◆ **Prompt**
Only the lines from the one with "balcony railing, imagine" onward are wanted, through the last line of the entries, set down exactly.

━━━━━ Data rows

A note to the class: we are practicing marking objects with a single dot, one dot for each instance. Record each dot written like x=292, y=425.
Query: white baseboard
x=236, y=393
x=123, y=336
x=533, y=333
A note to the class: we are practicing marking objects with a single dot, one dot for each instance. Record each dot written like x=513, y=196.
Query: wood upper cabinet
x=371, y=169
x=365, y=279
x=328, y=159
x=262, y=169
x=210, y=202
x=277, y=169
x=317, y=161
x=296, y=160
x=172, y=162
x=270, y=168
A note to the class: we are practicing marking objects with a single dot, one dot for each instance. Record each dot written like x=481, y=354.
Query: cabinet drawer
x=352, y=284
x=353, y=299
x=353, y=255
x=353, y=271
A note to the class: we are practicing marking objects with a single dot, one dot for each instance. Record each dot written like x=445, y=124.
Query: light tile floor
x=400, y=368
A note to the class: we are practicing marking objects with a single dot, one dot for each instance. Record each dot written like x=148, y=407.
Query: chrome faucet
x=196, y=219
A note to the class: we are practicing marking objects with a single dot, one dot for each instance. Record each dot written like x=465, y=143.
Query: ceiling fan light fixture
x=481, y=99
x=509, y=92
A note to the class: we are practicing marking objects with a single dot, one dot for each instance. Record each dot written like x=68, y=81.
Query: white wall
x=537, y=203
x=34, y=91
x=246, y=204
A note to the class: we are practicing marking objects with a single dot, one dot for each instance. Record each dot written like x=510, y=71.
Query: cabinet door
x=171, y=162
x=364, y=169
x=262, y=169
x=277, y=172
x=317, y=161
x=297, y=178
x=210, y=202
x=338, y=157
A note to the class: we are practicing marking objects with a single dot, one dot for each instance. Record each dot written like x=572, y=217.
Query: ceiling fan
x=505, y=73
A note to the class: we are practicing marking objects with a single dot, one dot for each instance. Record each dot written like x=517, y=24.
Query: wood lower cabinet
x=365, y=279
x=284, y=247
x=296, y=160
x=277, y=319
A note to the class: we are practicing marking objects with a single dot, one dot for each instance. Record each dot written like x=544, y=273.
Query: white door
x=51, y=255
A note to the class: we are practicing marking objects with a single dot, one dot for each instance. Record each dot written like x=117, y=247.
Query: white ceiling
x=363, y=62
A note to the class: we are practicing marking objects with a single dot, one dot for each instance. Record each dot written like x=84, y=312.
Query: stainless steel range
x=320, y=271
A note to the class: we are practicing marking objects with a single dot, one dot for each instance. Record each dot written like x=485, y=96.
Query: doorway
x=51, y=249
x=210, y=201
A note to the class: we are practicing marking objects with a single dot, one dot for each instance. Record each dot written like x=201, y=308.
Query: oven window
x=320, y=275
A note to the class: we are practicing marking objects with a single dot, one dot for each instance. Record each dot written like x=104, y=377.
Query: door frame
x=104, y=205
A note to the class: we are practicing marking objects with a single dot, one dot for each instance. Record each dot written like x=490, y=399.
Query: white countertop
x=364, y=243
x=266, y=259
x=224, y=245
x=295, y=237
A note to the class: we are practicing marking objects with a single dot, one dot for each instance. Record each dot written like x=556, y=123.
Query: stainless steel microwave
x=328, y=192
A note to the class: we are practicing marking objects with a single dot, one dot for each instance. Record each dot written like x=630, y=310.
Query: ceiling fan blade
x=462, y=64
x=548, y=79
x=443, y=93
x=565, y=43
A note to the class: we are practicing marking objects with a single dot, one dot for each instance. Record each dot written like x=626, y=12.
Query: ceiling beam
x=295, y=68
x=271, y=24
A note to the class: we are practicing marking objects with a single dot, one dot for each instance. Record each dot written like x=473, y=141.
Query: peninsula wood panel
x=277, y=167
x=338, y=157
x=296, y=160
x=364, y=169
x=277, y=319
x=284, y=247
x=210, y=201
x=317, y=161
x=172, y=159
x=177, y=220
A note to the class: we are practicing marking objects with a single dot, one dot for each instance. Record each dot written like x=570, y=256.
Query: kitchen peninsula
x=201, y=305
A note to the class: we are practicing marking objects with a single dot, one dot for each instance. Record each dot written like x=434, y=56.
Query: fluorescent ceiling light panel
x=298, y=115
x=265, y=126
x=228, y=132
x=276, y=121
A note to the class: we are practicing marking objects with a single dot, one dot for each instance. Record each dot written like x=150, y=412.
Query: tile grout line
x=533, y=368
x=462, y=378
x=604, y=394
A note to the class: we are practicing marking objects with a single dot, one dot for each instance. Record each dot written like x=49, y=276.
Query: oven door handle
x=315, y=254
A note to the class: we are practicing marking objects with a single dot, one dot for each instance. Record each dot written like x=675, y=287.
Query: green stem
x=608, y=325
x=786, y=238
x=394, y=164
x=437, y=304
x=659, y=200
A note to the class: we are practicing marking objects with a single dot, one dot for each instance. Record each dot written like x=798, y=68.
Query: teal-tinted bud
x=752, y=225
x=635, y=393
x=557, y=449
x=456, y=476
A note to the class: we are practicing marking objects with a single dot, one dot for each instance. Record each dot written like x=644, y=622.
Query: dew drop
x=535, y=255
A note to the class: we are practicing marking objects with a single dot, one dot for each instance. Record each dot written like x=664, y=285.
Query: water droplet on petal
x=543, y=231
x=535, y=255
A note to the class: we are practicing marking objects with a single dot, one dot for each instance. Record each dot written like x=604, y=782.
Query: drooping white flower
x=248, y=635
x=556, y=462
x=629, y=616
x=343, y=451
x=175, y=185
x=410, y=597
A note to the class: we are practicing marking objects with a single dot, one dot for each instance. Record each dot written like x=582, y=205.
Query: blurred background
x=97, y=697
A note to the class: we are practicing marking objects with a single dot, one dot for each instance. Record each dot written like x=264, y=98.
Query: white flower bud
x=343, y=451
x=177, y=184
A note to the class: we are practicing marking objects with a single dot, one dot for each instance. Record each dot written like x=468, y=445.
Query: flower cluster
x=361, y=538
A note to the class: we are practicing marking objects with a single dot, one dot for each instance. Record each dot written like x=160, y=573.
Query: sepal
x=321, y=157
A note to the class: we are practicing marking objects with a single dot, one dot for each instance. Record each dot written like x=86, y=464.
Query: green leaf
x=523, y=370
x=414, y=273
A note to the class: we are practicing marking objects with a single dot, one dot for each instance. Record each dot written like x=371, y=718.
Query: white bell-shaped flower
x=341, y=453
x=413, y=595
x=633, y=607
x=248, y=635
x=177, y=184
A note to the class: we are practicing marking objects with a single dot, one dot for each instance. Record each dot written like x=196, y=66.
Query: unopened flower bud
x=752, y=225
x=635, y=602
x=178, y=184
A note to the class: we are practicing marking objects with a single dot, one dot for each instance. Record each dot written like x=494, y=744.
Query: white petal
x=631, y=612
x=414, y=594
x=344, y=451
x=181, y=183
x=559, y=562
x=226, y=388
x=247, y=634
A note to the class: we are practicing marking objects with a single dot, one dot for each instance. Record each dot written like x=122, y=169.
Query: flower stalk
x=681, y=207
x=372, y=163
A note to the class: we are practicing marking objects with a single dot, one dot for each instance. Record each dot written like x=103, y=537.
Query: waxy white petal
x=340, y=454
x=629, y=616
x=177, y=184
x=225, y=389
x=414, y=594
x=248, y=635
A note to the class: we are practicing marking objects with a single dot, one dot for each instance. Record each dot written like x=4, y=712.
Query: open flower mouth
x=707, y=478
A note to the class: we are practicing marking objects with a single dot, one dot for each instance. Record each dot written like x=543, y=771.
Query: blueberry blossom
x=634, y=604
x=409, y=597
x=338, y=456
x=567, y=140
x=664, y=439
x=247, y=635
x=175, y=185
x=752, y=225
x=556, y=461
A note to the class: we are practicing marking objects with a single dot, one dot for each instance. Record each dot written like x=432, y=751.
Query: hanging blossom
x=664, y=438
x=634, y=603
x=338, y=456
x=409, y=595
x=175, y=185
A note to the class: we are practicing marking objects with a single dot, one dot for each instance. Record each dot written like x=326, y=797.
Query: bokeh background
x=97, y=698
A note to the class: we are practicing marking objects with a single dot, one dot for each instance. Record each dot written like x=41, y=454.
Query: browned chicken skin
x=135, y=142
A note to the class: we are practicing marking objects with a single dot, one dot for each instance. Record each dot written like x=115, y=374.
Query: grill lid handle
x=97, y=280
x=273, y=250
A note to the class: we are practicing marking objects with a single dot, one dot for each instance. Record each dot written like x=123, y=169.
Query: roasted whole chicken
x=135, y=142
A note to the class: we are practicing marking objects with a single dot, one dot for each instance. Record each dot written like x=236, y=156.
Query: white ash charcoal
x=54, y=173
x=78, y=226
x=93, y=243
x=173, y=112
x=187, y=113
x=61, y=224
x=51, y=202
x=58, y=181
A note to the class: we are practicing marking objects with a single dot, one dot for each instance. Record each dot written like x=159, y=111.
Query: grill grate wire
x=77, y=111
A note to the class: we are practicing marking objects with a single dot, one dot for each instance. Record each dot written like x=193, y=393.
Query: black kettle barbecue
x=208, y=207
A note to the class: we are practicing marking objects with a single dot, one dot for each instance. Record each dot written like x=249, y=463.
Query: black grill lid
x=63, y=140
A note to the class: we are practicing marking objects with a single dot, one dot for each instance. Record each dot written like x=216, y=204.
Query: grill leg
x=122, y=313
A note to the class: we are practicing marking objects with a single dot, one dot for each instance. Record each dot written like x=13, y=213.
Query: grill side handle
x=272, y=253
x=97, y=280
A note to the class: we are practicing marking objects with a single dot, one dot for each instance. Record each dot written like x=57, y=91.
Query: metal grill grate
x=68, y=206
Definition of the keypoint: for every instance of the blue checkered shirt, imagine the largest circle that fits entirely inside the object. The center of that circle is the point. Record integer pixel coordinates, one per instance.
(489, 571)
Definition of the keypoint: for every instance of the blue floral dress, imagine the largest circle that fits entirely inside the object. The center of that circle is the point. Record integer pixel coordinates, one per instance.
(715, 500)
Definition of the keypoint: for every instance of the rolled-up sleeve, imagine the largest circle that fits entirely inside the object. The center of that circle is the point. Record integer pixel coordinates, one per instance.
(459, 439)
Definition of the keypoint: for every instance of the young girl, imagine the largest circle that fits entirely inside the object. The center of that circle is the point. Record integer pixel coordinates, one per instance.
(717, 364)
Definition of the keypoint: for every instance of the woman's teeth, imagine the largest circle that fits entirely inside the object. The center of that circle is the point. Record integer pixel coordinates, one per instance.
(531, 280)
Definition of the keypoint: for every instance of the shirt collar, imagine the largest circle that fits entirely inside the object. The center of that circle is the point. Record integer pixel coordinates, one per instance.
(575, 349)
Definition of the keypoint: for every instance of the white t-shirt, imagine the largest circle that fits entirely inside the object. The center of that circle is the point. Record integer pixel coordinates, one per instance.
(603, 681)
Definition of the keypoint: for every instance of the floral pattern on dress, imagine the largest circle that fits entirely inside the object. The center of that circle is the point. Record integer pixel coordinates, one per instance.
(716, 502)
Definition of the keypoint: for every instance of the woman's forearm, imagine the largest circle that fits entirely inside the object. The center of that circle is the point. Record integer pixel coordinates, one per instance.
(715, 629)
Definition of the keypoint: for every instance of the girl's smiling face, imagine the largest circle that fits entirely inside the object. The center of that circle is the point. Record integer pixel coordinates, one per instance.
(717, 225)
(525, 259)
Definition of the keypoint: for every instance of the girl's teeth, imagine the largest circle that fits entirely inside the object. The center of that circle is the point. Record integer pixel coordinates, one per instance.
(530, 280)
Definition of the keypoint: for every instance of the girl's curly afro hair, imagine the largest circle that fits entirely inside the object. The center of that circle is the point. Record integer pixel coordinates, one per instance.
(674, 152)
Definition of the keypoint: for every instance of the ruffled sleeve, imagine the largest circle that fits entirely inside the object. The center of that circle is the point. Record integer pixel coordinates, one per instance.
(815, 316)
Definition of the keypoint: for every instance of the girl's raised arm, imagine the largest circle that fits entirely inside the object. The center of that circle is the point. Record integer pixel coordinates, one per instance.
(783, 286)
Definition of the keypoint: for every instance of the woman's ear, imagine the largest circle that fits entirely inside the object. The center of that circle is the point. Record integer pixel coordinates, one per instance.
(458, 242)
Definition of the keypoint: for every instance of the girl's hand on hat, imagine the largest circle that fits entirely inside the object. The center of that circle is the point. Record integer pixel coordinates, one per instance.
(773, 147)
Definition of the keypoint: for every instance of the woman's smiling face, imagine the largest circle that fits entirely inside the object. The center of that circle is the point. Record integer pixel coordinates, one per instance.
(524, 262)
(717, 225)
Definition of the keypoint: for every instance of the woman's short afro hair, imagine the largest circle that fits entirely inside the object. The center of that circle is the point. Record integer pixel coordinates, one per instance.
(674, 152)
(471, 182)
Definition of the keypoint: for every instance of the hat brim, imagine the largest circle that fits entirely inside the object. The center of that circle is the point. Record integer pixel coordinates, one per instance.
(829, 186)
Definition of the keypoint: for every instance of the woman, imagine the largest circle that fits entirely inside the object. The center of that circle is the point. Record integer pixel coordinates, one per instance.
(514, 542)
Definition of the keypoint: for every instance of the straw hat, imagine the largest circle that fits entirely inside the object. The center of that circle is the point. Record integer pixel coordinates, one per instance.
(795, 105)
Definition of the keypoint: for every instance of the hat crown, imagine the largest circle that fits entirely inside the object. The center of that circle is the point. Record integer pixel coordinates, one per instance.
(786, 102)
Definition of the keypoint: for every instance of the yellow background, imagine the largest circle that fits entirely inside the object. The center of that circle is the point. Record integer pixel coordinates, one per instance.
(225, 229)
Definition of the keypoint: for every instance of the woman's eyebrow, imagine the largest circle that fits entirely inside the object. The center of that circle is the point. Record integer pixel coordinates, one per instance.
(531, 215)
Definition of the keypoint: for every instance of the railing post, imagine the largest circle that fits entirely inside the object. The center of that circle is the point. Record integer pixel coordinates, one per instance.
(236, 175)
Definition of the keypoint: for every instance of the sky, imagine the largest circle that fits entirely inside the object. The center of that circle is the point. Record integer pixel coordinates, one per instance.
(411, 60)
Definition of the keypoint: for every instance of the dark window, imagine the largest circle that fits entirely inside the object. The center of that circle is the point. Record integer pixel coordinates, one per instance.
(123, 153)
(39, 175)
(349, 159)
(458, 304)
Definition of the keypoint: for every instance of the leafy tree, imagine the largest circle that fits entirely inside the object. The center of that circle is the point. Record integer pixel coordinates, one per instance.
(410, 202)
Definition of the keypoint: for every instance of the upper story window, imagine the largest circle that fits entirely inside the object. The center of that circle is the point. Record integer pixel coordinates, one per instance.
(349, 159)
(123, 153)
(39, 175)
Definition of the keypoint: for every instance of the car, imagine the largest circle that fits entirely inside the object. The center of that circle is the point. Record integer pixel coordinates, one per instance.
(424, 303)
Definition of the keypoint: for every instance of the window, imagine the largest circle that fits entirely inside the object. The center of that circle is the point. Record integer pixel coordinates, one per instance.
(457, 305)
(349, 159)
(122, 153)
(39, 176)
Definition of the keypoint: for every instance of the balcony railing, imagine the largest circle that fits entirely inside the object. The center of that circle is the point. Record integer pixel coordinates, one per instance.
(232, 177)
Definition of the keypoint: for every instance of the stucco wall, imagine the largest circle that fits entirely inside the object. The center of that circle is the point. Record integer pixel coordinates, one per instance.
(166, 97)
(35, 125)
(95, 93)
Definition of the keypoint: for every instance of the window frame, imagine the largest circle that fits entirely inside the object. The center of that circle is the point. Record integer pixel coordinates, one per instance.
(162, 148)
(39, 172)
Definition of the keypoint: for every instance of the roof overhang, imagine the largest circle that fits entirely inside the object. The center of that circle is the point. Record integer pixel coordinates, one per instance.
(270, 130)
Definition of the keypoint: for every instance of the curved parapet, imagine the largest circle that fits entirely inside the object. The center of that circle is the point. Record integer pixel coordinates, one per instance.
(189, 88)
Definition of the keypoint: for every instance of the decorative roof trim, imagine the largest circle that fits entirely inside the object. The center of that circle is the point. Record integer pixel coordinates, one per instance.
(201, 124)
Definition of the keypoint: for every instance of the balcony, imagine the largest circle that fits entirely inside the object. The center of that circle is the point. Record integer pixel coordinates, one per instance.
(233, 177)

━━━━━━━━━━

◆ **Written reply**
Definition of the keypoint: for every instance of the balcony railing, imagine the largest circle that fits entirely inside the object. The center of that circle is the point. Record integer pixel coordinates, one per instance.
(232, 177)
Definition of the keypoint: for every instance of the stucco wall, imagine the largest circle that fits entirely inside the object. The center of that circle is the point. Record integer pixel coordinates, one per instance.
(166, 97)
(35, 125)
(95, 93)
Definition of the keypoint: for every instance of the window frame, imagine the largest circle that fits entirely inside the object. The center of that circle is the point. Record integer pixel coordinates, one per instance.
(162, 148)
(39, 172)
Definition of the keypoint: for every instance of the roof overhang, imagine the largest circle that fits entirely inside the object. The center of that circle is the point. Record integer pixel coordinates, one per instance.
(270, 130)
Definition of the keypoint: for every instance of the curved parapet, imagine the largest circle that fits entirely inside the object. The center of that circle is the point. Record integer pixel coordinates, one per instance.
(189, 88)
Definition of the keypoint: for every instance of the decorative roof trim, imagine the largest circle that fits entirely inside the object. The center of that circle is the point. Record integer pixel coordinates, one per instance.
(201, 124)
Definition of the keypoint: for every instance of the balcony, imagine the largest circle that fits entirely inside the object. The center of that circle is the point. Record integer pixel coordinates, one per instance.
(233, 177)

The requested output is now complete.